Tasks to perform:
1. In the Veterans Day text, what is "Duty, Honor, Country" to the men and women who wear the uniform?
2. Continue the Veterans Day text from its final sentence.

Excerpt provided:
■ ■ ■ ■ ■ ■ ■

Veterans Day

Military LogosDuty, Honor, Country is not a mere slogan to the men and women who wear the uniform. It is the creed by which they live.

The oath of enlistment or oath of office for commissioned officers states “I, _____, do solemnly swear (or affirm) that I will support and defend the Constitution of the United States against all enemies, foreign and domestic; that I will bear true faith and allegiance to the same; and that I will obey the orders of the President of the United States and the orders of the officers appointed over me, according to regulations and the Uniform Code of Military Justice. So help me God.” These are not mere words either, but a promise to serve and protect the country and its citizens in peacetime and war.

■ ■ ■ ■ ■ ■ ■

[Segmentation annotation entries]
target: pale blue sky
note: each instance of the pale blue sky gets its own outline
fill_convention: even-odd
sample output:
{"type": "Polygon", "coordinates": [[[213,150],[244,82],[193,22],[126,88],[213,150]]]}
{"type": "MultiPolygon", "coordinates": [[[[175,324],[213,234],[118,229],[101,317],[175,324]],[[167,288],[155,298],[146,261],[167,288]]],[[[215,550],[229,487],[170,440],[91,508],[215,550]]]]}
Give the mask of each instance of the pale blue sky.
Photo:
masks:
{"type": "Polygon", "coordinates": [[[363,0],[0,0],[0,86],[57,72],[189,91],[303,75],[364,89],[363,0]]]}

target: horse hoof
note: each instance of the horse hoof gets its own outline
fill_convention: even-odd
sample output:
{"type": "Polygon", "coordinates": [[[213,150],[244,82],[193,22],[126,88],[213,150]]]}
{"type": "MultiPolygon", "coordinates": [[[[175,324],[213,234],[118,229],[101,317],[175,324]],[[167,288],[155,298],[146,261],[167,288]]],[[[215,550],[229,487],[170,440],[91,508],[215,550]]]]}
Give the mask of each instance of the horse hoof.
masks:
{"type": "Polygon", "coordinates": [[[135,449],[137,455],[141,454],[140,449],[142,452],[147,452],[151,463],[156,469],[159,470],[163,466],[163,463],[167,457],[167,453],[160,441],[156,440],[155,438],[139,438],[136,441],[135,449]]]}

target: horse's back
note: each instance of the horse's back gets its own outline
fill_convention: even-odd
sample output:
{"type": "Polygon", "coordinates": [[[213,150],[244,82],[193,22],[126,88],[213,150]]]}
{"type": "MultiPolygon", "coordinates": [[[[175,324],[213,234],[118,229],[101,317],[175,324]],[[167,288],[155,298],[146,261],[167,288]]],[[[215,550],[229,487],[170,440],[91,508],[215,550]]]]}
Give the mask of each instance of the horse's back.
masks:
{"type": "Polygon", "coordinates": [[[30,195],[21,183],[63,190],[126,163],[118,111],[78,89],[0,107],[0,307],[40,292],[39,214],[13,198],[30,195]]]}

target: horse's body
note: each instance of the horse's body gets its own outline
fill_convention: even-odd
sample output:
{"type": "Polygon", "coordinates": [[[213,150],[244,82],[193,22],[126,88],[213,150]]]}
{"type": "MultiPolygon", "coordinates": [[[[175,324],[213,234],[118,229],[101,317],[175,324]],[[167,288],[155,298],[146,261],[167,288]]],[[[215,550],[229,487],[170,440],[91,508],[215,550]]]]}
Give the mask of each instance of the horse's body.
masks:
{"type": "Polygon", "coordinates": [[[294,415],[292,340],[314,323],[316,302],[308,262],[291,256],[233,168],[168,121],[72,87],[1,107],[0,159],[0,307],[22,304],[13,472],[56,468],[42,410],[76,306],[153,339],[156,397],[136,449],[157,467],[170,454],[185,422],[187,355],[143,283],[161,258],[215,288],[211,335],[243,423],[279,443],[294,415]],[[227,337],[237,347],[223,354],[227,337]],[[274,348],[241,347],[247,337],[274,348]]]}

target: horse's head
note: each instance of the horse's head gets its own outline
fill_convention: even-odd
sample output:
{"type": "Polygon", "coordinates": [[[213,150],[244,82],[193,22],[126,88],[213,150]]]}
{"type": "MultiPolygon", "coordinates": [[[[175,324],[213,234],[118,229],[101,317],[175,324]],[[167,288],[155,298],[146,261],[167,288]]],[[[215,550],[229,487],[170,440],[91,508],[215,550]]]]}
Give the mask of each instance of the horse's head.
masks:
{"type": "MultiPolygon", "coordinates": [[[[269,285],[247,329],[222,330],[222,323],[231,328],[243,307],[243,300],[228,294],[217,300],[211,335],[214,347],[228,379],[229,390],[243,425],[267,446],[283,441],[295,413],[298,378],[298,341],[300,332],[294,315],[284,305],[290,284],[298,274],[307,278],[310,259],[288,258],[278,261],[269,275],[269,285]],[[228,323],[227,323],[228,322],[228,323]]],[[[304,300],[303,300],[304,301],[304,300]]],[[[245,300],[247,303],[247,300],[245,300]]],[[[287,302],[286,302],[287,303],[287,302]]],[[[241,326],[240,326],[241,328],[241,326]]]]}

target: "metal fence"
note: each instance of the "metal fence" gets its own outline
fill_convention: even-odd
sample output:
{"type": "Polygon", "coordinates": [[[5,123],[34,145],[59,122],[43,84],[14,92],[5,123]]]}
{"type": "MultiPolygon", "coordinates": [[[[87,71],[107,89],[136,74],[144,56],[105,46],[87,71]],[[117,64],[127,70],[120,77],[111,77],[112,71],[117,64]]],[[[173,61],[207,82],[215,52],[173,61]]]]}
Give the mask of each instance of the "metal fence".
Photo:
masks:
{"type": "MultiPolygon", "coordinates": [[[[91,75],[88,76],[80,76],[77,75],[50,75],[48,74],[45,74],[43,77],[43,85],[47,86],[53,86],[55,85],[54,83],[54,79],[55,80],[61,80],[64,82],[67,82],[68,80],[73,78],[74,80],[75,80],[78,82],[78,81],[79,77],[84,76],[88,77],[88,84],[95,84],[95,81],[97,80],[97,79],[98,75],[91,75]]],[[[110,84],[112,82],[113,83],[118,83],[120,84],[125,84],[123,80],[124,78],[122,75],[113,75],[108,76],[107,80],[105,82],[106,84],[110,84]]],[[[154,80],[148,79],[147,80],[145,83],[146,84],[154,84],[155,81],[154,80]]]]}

■ ■ ■ ■ ■ ■ ■

Task answers:
1. It is the creed by which they live.

2.
Sunday, November 11th is Veterans Day; the national holiday will be observed on Monday. It will be a day in which the President of the United States places a wreath on the Tomb of the Unknown Soldier at Arlington Cemetery, usually followed by speeches from various dignitaries honoring the men and women (past and present) from all branches of the military. All around the country schools and organizations will celebrate by flying the American flag, singing the National Anthem and renewing the Pledge of Allegiance to the Flag. And in just about every American city people will observe of the holiday with parades, barbeques and Veterans Day sales.

In quieter moments those that truly understand the commitment and sacrifice required of military families and service members will reflect on loved ones currently deployed in hot spots around the world and those who have died fighting for their country. In many instances the thoughts of aging veterans like me will be of brothers and sisters in arms with whom we had the privilege to serve. These were individuals we trusted to always have our backs and whom we stood beside in good times and bad. Because time erases memories the names and faces of everyone we knew may have faded, but we remember time and place and circumstance and long to rekindle those bonds. I served twenty-four years in the US Army (1973-1997) in assignments that spanned the globe. In each of those postings I was thankful for the men and women, enlisted and officer, who served alongside me. Some became lifelong friends, many I lost track of, while others  succumbed to the passage of time or never made it home.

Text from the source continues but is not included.